Tasks
#1 In the thread on selecting the latest and previous review dates, which review dates does the asker want rows from for client C1061?
#2 Pick up the thread on selecting the latest and previous review dates right after its final sentence, continuing the last reply.

Text shown

——

Before I close this question. Do you have any idea how I can pick the Maximum Date and the Date Before. I need this as well as the Max/Min Dates.

For example, using my data above for Client C1061 I want data from rows with review dates 2013-06-13 and 2013-09-12

Thanks

EICT

ASKER

I suppose I could do a separate sub query to find all the dates less than the Max date (i.e all the dates less than 2013-09-12) and then pick the max from this result.

Regards,
Matt

PortletPaul

>>" how I can pick the Maximum Date and the Date Before"

You need the equivalent of row_number() over(partition by ... order by ...) regrettably this "analytic function" isn't available in MySQL.

——

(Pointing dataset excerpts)

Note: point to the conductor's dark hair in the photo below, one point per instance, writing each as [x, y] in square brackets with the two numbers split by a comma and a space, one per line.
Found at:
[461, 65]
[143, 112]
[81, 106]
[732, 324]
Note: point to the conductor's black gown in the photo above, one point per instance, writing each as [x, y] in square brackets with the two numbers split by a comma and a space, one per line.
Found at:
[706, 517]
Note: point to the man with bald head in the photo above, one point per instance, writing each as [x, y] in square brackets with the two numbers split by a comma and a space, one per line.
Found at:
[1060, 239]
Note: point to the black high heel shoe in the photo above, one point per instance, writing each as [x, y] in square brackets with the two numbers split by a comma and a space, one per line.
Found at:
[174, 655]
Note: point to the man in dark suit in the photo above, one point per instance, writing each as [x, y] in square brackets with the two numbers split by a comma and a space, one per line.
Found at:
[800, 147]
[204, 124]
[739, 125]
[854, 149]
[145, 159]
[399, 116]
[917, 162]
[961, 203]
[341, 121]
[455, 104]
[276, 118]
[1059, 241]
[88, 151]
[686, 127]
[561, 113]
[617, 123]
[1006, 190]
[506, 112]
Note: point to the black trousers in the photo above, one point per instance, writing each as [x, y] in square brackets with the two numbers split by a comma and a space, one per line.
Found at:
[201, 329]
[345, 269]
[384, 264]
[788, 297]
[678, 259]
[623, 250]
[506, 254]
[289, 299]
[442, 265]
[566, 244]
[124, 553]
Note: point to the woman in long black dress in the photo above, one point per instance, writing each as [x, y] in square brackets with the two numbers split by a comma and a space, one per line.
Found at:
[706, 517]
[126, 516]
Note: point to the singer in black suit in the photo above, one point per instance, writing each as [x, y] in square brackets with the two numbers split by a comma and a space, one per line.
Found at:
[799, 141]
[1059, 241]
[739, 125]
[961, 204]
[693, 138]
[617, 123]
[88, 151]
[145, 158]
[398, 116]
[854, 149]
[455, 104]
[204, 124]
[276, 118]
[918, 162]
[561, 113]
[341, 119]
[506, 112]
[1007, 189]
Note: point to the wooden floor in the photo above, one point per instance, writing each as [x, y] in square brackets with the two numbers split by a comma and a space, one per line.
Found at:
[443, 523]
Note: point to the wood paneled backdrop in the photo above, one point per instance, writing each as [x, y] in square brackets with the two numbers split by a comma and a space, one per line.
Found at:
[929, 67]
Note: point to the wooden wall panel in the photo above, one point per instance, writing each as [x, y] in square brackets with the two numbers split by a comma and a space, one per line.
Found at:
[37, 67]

——

The answers
#1 2013-06-13 and 2013-09-12.

#2
There was a nice blog on this topic which went missing, but here is a link to it that still works

In essence you attache 2 @variable to the row of a query using a cross join. Then you set value into those variables on each row so that you establish a "row number" starting at 1 and order by whatever fields you choose. This is "partitioned" (which is similar to "group by") so each partition gets to start at 1.

In the end you can filter for row numbers 1 and 2.

SELECT 
        clientcode
      , review_date
      , RowNumber
FROM (
      SELECT
            @row_num :=IF(@prev_value = r.clientcode, @row_num + 1, 1)AS RowNumber
          , r.clientcode
          , r.review_date
          , @prev_value := r.clientcode prev_client
      FROM Results r
            CROSS JOIN (
                        SELECT @row_num :=1,  @prev_value :=''
                       ) vars
      ORDER BY
            r.clientcode
          , r.review_date DESC
     ) sq
WHERE RowNumber < 3

Open in new window

http://sqlfiddle.com/#!9/9d789/18

EICT

ASKER

Thanks for your help.